Select every line in the listing below that contains the word "soap", and copy each one out in full.

• • • • •

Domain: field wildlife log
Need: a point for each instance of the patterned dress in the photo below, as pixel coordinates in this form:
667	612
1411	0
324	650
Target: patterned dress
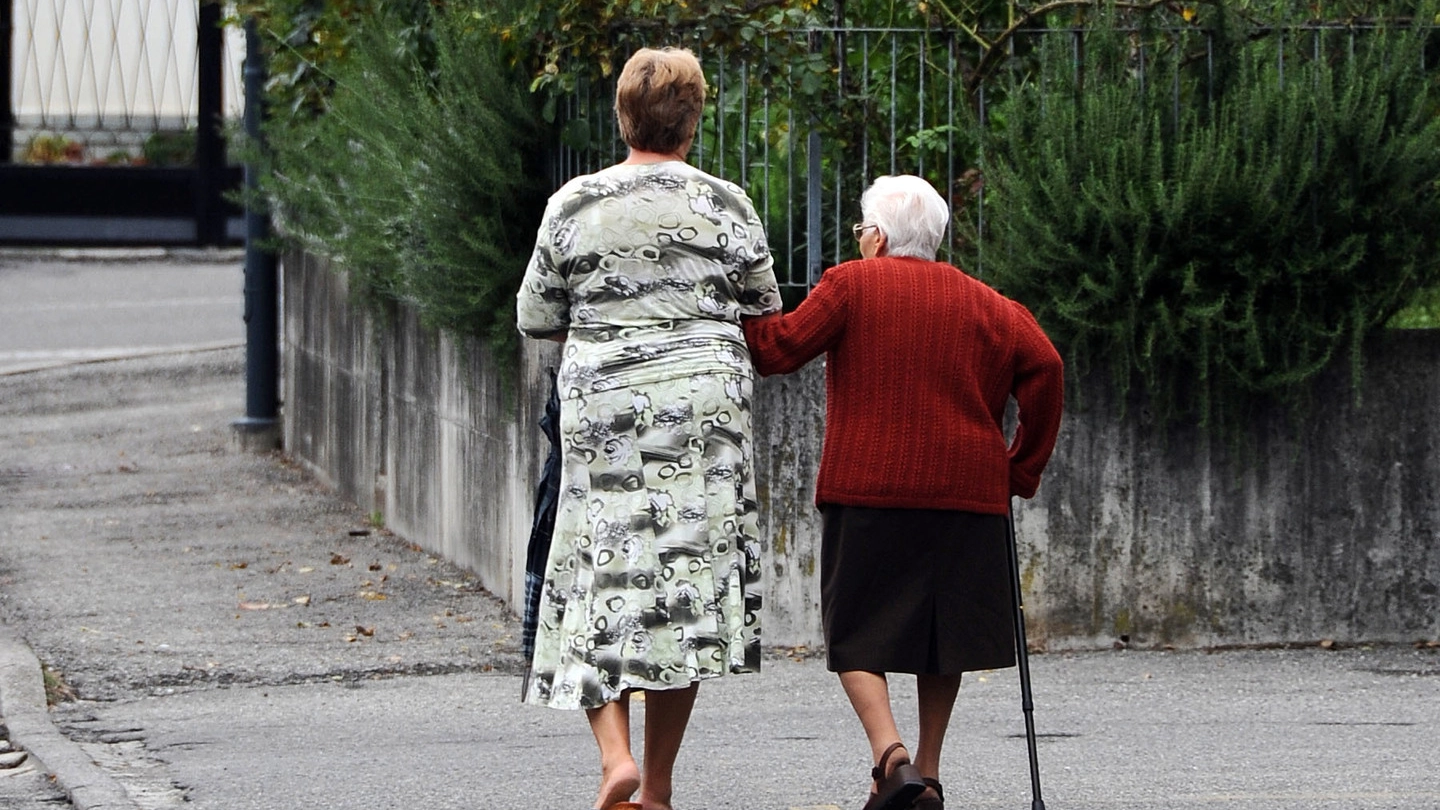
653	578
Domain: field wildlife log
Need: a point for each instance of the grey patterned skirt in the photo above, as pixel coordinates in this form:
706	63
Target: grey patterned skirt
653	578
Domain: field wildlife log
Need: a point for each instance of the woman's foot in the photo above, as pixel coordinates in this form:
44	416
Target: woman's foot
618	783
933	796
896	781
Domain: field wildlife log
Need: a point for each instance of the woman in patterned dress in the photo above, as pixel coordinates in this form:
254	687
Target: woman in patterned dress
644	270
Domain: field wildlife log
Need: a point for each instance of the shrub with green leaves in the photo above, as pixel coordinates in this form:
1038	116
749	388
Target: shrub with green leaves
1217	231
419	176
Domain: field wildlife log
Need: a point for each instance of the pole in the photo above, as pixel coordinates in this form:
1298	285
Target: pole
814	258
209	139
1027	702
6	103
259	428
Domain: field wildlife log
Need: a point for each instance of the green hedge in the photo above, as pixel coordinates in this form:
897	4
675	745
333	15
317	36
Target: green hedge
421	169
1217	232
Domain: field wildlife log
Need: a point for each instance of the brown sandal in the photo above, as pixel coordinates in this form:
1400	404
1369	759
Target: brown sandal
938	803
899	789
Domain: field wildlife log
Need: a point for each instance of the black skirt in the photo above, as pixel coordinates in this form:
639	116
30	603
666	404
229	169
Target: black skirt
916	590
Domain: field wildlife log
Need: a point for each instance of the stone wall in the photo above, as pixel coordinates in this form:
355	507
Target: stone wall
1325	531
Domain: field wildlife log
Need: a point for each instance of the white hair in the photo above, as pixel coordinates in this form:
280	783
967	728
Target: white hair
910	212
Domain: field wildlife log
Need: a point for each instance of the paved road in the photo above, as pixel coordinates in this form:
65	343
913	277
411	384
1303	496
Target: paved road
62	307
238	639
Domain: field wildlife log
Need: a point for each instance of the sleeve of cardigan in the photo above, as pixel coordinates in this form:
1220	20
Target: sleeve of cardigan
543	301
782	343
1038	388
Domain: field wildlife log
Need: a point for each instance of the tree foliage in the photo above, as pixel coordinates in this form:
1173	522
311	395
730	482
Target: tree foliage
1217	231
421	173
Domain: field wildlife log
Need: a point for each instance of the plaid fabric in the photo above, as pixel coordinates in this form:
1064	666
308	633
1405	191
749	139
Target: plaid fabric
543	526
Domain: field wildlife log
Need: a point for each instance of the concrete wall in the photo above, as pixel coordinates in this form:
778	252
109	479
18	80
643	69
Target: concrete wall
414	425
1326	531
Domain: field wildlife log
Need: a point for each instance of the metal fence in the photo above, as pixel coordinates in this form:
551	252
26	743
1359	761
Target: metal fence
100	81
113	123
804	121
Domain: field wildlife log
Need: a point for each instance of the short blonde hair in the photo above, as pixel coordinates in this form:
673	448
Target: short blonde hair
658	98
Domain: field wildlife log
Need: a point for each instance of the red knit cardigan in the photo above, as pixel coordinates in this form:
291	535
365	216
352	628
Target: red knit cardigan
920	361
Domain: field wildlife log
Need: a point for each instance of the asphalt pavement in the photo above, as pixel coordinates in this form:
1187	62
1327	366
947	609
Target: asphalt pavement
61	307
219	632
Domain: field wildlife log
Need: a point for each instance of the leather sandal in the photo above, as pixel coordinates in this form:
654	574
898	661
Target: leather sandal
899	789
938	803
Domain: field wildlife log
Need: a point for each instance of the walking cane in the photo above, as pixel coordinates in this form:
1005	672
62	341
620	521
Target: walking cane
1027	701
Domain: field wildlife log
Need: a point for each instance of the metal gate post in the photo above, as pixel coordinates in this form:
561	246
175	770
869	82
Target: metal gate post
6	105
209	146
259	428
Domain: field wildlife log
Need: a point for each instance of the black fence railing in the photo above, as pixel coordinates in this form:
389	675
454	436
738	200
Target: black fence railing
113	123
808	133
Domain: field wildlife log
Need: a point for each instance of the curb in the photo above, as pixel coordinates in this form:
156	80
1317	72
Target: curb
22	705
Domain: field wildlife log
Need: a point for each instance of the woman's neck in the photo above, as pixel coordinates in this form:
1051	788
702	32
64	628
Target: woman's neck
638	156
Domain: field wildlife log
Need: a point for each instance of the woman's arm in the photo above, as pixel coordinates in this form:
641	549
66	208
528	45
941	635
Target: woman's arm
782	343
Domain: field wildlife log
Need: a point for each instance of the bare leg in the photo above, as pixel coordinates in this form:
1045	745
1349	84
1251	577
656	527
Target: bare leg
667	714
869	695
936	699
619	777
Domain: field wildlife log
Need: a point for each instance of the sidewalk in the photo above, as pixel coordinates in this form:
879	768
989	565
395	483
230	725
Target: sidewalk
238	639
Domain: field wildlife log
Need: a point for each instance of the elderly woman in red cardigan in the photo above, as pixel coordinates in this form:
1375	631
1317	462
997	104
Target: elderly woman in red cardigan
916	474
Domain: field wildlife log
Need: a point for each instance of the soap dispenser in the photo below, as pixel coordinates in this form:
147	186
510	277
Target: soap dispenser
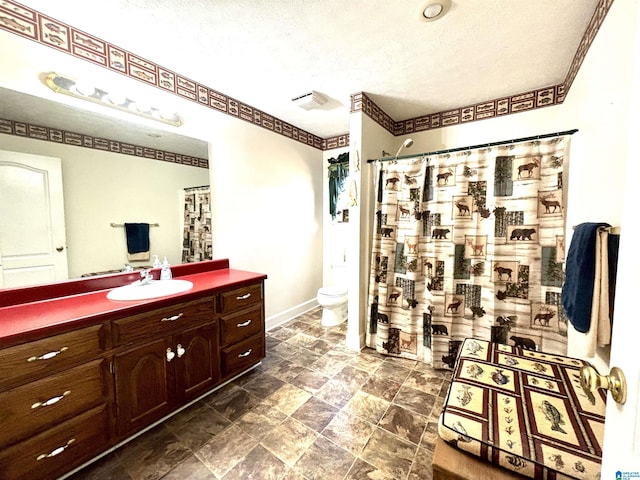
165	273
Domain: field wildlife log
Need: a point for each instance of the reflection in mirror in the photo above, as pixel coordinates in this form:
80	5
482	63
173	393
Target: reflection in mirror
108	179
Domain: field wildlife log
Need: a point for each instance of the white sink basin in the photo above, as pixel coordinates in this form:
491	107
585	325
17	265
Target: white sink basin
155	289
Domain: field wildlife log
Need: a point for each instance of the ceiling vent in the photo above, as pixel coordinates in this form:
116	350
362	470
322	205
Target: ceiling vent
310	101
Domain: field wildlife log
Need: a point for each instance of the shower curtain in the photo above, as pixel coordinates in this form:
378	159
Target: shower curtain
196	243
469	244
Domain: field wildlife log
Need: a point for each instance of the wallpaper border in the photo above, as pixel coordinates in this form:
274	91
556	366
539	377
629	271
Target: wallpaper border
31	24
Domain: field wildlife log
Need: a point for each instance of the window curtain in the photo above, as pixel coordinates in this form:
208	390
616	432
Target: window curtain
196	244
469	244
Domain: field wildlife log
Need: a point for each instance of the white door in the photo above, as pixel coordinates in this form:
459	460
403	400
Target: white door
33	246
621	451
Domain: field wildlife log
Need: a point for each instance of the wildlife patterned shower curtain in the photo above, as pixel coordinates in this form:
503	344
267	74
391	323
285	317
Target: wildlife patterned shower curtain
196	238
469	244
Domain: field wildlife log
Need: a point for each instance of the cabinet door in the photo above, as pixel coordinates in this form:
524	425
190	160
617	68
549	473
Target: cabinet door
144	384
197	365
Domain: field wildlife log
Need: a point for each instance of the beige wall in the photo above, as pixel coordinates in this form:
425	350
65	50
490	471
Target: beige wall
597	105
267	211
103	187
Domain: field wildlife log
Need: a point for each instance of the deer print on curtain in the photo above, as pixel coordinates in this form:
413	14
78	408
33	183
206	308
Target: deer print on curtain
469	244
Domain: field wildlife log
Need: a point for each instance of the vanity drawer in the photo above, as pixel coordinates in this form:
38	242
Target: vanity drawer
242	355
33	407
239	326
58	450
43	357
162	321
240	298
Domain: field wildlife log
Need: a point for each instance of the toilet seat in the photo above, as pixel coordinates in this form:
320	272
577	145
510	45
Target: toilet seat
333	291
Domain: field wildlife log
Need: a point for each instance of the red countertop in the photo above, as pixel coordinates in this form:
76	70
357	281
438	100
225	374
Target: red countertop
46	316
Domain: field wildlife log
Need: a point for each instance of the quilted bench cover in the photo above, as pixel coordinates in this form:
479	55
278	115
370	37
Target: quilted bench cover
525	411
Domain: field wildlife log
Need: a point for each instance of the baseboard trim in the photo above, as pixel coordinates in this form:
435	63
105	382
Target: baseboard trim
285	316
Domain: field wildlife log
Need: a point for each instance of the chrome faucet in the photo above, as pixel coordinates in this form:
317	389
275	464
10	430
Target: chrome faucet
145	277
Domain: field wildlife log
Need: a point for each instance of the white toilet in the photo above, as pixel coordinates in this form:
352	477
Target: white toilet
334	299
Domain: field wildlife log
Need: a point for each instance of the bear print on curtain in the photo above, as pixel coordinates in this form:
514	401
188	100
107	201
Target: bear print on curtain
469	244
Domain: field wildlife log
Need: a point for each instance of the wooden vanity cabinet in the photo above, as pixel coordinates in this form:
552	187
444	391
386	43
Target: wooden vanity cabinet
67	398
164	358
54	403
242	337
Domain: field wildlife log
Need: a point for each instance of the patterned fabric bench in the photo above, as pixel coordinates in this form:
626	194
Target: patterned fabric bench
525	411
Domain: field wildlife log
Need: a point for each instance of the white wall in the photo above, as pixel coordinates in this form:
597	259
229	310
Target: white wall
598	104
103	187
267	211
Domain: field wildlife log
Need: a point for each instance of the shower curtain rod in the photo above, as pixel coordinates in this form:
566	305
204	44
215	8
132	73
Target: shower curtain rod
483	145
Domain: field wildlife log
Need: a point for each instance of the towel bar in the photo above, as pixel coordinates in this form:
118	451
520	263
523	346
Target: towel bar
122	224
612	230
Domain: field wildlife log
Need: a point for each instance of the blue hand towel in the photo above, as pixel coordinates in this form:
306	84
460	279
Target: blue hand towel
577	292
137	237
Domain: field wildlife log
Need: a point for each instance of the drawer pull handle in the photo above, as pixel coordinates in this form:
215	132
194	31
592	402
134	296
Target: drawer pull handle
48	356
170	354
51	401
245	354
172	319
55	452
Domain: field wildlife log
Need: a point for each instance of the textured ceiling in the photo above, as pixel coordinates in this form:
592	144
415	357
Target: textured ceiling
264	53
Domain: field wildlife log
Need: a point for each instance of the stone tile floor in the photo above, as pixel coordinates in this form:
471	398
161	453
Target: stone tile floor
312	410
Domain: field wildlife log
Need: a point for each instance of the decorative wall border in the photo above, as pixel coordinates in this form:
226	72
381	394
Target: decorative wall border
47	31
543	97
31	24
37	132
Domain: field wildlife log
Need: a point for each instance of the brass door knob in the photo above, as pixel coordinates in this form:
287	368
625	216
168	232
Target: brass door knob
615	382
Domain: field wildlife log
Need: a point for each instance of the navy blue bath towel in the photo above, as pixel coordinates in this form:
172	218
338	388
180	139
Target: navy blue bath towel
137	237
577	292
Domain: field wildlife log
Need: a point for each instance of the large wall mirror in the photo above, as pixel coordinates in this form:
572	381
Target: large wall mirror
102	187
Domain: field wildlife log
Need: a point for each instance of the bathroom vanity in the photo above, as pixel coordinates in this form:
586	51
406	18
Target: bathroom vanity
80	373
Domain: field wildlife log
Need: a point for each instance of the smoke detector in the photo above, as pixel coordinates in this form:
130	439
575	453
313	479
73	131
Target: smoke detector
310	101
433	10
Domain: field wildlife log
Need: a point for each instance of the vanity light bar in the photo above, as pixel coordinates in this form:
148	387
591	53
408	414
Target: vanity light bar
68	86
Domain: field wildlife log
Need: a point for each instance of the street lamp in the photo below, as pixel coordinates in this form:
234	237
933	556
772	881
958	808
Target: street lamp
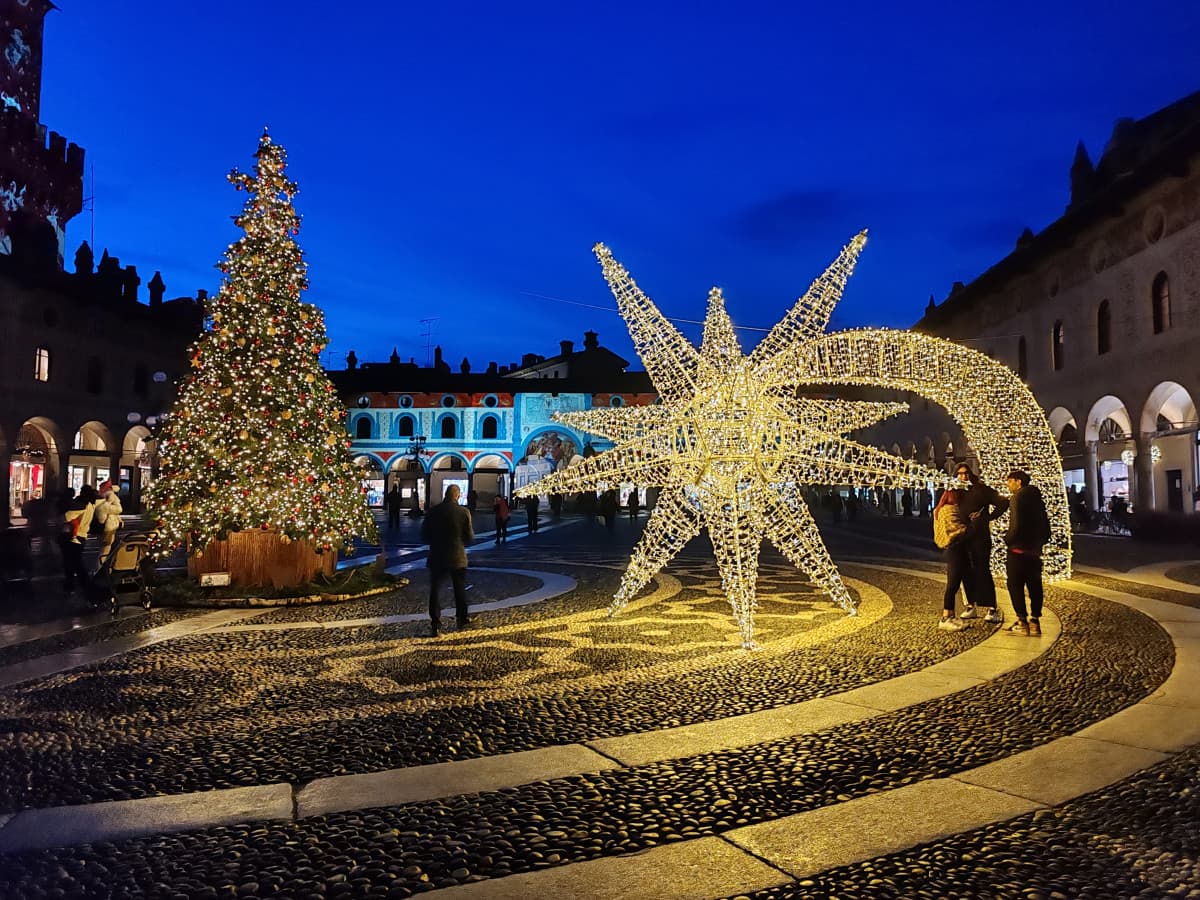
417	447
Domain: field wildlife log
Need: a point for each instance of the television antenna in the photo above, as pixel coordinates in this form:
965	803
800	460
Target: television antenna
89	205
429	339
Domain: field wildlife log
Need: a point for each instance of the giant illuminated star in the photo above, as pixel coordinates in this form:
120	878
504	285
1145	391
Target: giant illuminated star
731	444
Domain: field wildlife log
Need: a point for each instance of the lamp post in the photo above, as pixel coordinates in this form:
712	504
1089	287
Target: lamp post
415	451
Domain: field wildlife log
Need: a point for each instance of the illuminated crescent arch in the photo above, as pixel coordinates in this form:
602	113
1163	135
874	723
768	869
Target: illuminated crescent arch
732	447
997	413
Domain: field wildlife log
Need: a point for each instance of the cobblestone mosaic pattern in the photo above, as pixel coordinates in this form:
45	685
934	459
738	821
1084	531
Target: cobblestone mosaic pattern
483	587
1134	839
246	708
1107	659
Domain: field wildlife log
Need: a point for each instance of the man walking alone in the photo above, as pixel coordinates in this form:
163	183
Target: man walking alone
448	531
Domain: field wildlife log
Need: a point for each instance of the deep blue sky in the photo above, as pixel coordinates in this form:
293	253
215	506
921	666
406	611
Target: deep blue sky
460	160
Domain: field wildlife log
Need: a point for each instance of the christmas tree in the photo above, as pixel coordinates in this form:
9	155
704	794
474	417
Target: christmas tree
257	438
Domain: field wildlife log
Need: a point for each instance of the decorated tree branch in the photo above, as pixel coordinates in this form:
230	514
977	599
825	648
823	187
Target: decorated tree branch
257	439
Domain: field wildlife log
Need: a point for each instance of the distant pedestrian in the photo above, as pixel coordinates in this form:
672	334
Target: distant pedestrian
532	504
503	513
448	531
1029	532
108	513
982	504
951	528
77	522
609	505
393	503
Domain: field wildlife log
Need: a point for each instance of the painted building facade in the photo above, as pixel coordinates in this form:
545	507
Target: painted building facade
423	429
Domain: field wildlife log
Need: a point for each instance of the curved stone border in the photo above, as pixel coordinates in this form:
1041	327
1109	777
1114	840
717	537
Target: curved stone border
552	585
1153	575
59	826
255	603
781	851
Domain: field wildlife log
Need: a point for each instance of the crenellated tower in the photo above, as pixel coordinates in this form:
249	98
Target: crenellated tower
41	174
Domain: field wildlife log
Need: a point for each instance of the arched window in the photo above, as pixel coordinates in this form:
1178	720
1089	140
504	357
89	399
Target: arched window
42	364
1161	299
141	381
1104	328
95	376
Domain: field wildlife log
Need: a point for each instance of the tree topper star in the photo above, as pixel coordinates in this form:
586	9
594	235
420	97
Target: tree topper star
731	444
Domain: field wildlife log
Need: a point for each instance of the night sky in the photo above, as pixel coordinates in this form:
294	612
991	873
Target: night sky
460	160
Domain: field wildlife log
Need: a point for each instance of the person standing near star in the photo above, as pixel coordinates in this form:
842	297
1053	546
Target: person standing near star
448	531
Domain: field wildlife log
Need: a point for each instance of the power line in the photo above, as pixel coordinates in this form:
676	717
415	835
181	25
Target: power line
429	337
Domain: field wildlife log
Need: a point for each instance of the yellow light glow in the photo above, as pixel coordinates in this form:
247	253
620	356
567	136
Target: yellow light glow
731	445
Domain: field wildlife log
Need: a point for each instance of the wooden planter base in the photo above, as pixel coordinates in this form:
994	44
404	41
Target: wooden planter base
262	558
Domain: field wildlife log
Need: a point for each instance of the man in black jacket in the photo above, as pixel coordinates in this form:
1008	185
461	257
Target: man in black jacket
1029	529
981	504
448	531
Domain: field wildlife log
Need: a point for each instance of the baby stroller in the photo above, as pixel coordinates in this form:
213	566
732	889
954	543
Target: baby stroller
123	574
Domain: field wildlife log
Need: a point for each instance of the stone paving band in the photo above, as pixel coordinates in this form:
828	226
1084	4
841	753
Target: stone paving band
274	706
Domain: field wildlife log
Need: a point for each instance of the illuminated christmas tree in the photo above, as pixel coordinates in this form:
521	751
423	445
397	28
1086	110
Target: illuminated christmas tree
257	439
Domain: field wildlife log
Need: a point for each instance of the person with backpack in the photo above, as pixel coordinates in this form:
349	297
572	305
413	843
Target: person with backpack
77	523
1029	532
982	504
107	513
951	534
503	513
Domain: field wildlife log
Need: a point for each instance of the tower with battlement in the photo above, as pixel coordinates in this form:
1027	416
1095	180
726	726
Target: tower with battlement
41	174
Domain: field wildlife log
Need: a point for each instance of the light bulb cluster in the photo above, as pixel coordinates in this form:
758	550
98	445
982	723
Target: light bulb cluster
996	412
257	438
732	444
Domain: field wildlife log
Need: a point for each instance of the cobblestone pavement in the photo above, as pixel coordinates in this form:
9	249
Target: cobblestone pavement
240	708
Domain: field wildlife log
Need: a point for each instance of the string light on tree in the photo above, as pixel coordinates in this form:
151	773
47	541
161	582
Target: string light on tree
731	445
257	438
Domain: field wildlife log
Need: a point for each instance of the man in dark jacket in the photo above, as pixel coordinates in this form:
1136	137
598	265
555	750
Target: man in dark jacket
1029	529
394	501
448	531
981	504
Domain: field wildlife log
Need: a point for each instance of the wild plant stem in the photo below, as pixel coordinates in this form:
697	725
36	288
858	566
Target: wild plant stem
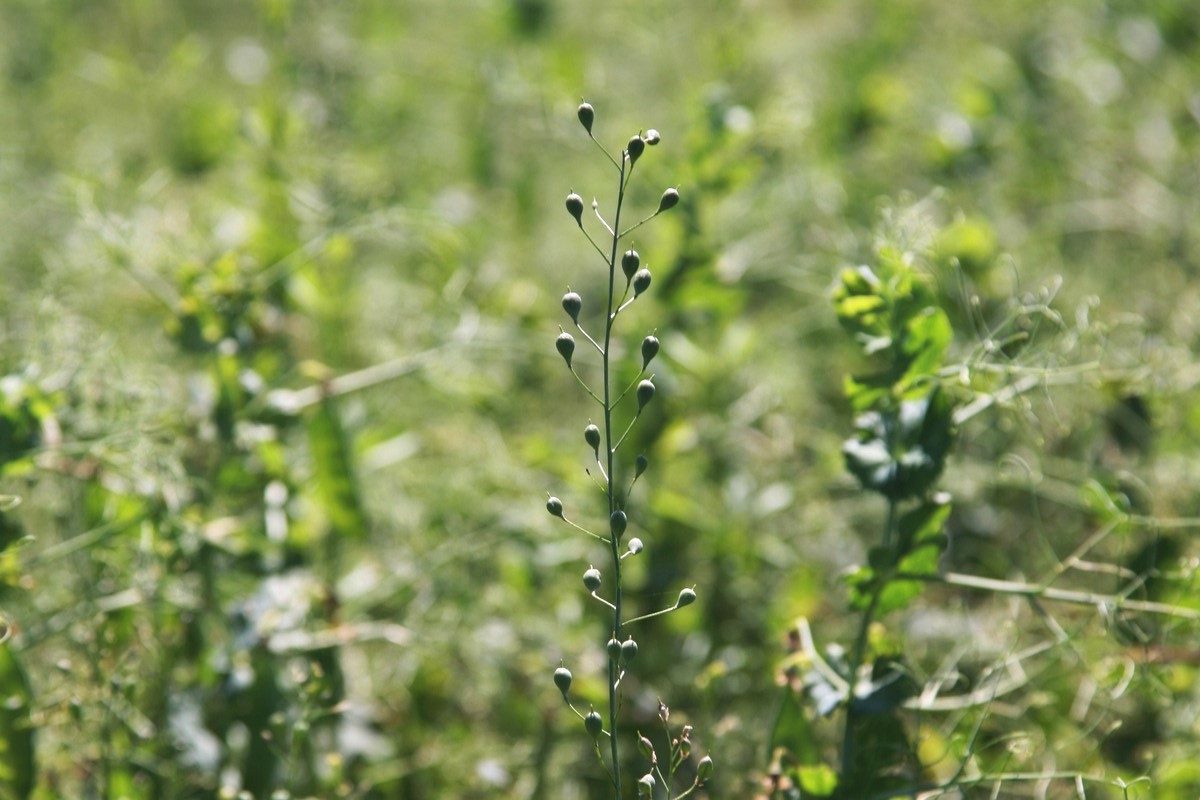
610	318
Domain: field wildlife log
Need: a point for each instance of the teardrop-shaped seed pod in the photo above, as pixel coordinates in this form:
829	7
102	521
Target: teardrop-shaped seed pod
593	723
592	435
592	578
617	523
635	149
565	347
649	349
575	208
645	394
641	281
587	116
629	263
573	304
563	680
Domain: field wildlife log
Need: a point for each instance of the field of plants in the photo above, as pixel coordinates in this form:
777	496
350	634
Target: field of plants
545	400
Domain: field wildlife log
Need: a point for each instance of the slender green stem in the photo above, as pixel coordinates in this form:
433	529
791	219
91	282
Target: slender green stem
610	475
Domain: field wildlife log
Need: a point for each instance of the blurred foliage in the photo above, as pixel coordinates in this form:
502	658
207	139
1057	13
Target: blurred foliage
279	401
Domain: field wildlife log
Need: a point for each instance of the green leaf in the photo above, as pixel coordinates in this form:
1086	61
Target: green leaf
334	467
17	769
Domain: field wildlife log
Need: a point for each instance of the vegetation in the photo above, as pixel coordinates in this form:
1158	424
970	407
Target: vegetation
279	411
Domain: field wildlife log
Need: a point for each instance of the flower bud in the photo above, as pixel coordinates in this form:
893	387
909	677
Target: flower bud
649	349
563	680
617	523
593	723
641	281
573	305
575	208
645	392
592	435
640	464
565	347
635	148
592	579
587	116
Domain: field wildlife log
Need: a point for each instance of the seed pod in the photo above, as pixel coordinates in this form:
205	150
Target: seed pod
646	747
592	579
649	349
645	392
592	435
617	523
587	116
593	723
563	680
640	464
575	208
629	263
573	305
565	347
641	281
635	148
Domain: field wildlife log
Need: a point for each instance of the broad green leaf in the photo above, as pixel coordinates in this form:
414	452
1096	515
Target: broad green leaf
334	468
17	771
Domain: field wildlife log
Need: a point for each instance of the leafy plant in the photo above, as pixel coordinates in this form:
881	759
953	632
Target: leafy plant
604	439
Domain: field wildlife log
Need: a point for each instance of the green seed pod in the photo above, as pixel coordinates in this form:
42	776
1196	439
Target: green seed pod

• • • • •

- **Output below**:
Need: a point for each instance of the soap dispenser in the photo below, as pixel coordinates in this form:
Target: soap dispenser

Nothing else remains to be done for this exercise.